*BRIEF*: Quote each line of the material verbatim, without the pictures.

*DATA FOR PROCESSING*:
* * * * *

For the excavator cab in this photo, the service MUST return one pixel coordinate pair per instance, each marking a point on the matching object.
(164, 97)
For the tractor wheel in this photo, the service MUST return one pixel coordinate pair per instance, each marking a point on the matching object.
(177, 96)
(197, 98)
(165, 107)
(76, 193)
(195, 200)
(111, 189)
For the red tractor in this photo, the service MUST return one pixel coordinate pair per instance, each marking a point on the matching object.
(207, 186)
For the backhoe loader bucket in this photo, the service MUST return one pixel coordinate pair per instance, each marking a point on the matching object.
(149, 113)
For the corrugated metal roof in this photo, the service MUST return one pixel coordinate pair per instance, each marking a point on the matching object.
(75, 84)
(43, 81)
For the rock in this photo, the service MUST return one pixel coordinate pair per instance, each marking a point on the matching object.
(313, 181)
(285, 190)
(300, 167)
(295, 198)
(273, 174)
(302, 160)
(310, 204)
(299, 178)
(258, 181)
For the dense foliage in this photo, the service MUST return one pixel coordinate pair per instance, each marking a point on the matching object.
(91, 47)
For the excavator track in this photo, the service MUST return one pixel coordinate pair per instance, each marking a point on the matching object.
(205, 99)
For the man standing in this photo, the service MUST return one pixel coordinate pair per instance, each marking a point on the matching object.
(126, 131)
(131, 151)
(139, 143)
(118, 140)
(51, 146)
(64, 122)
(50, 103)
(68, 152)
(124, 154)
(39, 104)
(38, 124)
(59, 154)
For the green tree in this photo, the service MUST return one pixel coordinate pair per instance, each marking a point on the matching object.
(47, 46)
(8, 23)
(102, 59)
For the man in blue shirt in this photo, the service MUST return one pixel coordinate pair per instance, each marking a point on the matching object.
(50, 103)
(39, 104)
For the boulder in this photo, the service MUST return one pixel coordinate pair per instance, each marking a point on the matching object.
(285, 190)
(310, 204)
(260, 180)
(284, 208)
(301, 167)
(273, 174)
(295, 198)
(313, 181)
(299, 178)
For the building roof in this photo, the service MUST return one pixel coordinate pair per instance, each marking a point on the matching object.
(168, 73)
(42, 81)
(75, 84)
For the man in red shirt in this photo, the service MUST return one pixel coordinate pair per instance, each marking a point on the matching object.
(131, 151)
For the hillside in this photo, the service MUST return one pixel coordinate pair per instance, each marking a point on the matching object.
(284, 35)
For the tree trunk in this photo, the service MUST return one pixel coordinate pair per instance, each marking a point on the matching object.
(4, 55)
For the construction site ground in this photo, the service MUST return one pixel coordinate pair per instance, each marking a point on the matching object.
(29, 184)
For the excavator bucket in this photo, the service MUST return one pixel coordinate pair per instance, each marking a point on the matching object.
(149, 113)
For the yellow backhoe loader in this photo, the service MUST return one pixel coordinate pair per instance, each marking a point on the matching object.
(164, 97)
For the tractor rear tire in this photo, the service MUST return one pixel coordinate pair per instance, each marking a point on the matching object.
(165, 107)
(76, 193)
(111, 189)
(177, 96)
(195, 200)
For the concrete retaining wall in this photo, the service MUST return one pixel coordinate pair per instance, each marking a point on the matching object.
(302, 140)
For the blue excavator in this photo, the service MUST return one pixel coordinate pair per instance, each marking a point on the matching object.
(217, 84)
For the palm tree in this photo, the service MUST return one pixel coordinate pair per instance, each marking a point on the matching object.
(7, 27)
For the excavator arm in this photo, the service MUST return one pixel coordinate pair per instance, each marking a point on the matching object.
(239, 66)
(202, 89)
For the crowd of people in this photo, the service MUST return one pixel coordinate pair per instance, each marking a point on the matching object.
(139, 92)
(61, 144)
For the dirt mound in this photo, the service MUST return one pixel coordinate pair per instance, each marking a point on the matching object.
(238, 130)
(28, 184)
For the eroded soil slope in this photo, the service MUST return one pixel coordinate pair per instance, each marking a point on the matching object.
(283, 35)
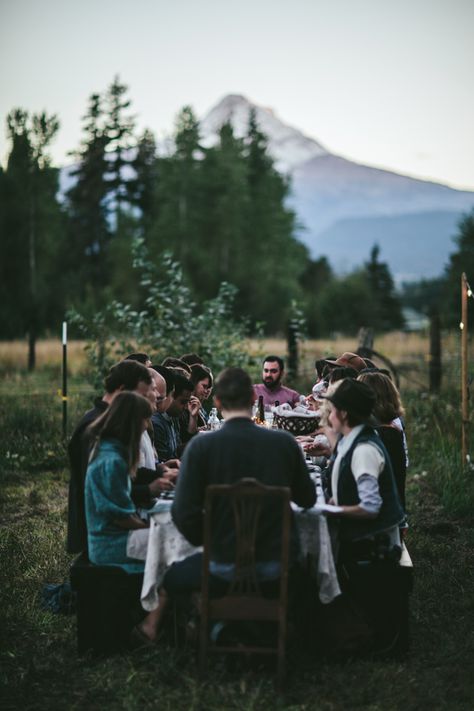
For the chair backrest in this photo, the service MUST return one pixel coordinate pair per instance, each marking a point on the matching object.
(247, 500)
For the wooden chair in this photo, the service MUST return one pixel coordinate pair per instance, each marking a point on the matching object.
(244, 599)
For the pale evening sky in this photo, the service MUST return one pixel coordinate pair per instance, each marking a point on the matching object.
(380, 82)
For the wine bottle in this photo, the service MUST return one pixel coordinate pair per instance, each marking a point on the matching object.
(260, 415)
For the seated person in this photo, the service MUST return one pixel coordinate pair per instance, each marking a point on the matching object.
(239, 449)
(110, 511)
(272, 389)
(126, 375)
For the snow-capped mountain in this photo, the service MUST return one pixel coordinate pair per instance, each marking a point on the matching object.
(345, 207)
(289, 147)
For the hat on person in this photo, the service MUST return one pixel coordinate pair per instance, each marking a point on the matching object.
(349, 360)
(354, 397)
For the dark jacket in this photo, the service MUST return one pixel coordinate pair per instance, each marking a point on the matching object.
(239, 449)
(392, 438)
(391, 513)
(79, 449)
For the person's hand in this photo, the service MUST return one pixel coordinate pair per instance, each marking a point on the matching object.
(194, 405)
(160, 484)
(172, 463)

* * * * *

*RESULT OF THE EXERCISE*:
For the excavator cab in this photo, the service MUST return one pixel coordinate pair per instance, each marking a point on the matching object.
(164, 97)
For the tractor wheel in this photo, the service MUST return one pixel coordinate pair per instance, each marking a point on the matching object.
(177, 96)
(197, 98)
(165, 107)
(76, 193)
(195, 200)
(111, 189)
For the red tractor in this photo, the service MUST return one pixel coordinate pair per instance, each marking a point on the matching object.
(207, 186)
For the backhoe loader bucket in this photo, the service MUST return one pixel coordinate pair per instance, each marking a point on the matching object.
(149, 113)
For the corrugated metal roof in this photo, the service MUST return one pixel coordinate pair per instance, each marking a point on the matching object.
(75, 84)
(43, 81)
For the rock in this photo, the service MUST return one pixel coordinate pair per instance, each marking a point on the matching object.
(313, 181)
(285, 190)
(300, 167)
(295, 198)
(273, 174)
(302, 160)
(310, 204)
(299, 178)
(258, 181)
For the dense foliage in this photo, the service MUST return one pixel coordinate pair per instance, each marking a point on the matching object.
(91, 47)
For the excavator track in this photo, the service MUST return one pixel coordinate pair per instance, each marking a point on the matching object.
(205, 99)
For the man standing in this photo, the service MUST return one pixel coordinate pair per instance, each marking a point on the matching object.
(126, 131)
(131, 151)
(139, 143)
(118, 140)
(51, 146)
(64, 122)
(50, 103)
(68, 152)
(124, 154)
(39, 104)
(38, 124)
(59, 154)
For the green tree in this photo, the service MUST return one pixel coordinate pair per instance, each marking a point on the matching object.
(47, 46)
(8, 23)
(102, 59)
For the man in blue shirt in this photo, the service MUST return one pixel coordinate pair per instance, each marking a point on the matching object.
(50, 103)
(39, 104)
For the boulder in this photo, the service MUST return one pixel coordinate pair per instance, each marking a point on the matching object.
(285, 190)
(310, 204)
(260, 180)
(284, 208)
(301, 167)
(273, 174)
(295, 198)
(313, 181)
(299, 178)
For the building roof in this photo, the service MUST return one pixel coordinate pair per instance, each marking a point on the matching object.
(168, 73)
(42, 81)
(75, 84)
For the man in red shirt in this photo, the service MUST return one pixel coordinate pair per instance, each marking a point on the matching object.
(131, 151)
For the hillside in this photo, the service MUST return one pixel coordinate pair per instance, each marking a point on the matching object.
(284, 35)
For the tree trunk in this photo, the service MUST return one pixel coordinate pair per instance, each marking a point on the matching object.
(4, 55)
For the construction site ground in this photo, the service MUST return one pixel coordinate pair per instance, each marking a point on the matching object.
(29, 184)
For the excavator bucket in this photo, the service MUST return one pixel coordinate pair per instance, each marking a point on the matching object.
(149, 113)
For the yellow backhoe loader in this photo, the service MUST return one pixel coordinate pair per instance, each marking a point on the matching object.
(164, 97)
For the tractor rear tire in this photo, the service MUST return one pixel coordinate pair per instance, each marking a point on the matching object.
(165, 107)
(76, 193)
(111, 189)
(177, 96)
(195, 200)
For the concrete retaining wall in this photo, the service MUST return one pixel coordinate pair per instance, each marking a point on the matching object.
(302, 140)
For the blue excavator in this photo, the service MUST return one pixel coordinate pair per instance, each marking a point on the matching object.
(217, 84)
For the palm tree in this photo, the service MUST return one pixel coordinate pair per instance, each marking a point on the matching object.
(7, 27)
For the excavator arm in this photo, the service MUST return one pixel coordinate pair per instance, each marking a point on the matching object.
(239, 66)
(202, 89)
For the crowd of people in this photo, the service MUST return one pixel coordinate pair per instance, each marking a point on the matching object.
(139, 92)
(61, 144)
For the dirt mound in this photo, the service MUST return one pixel coordinate pair per instance, each marking a point on the matching object.
(238, 130)
(28, 184)
For the eroded soil slope in this photo, the service MUST return one pixel coordinate pair per instance, each marking a point on the matching object.
(283, 35)
For the chair backrest in this photo, the service MUST return one pixel coordinate pair per instance, each marking a point on the matching object.
(247, 500)
For the wooden chair in this photo, the service MUST return one pixel coordinate pair per instance, each marking a point on the matching object.
(244, 599)
For the pale evening sky in this photo, the service MUST return one pixel coordinate pair per instance, each marking a point on the matching object.
(380, 82)
For the wine bottle in this photo, the service MUST return one pixel coordinate pair per instance, each marking a point on the matching object.
(260, 415)
For the seated person in this photo, the service MUST return one pixel coordinate pair per instance, each marking a point on the matching object.
(239, 449)
(110, 511)
(272, 389)
(126, 375)
For the snow-capped mountain in this photo, the service MUST return one pixel coordinate pair per instance, each marking a point on the matching object.
(345, 207)
(289, 147)
For the hat on person in this photo, the service MUST return one pixel coordinate pair per instance, each marking a point on the matching object.
(349, 360)
(354, 397)
For the dark jacket in this photo, the service MUST return one pixel coordinate pair per instance, each marking a point on the matching object.
(239, 449)
(392, 438)
(391, 513)
(79, 449)
For the person's hand in this photo, the service MUST return one pixel coordinate pair per instance, each marking a point on the matching object.
(194, 405)
(160, 484)
(172, 463)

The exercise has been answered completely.